▶ _TASK DETAILS_
Print all of the data below exactly as it appears, leaving out every image.

[DATA TO PROCESS Boundary: Start]

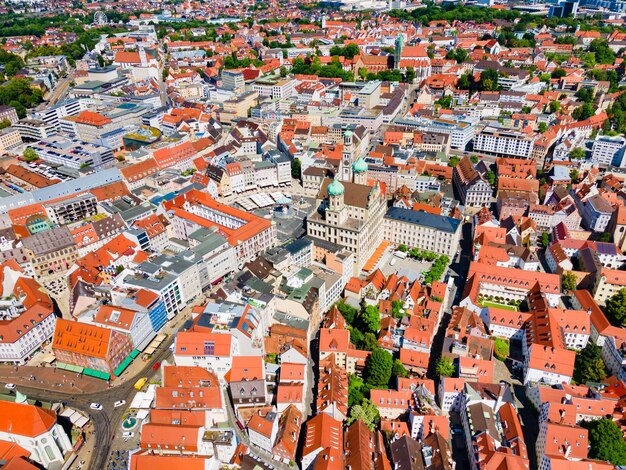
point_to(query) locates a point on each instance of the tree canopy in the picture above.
(444, 367)
(616, 308)
(589, 366)
(367, 412)
(378, 368)
(569, 281)
(606, 441)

[DATA TO PROCESS Boundary: End]

▶ _SOLUTION FOR THIS TASK_
point_to(query) locates a point on each instance of the tree canopy in the picture above.
(444, 367)
(616, 308)
(589, 366)
(367, 412)
(378, 368)
(569, 281)
(606, 441)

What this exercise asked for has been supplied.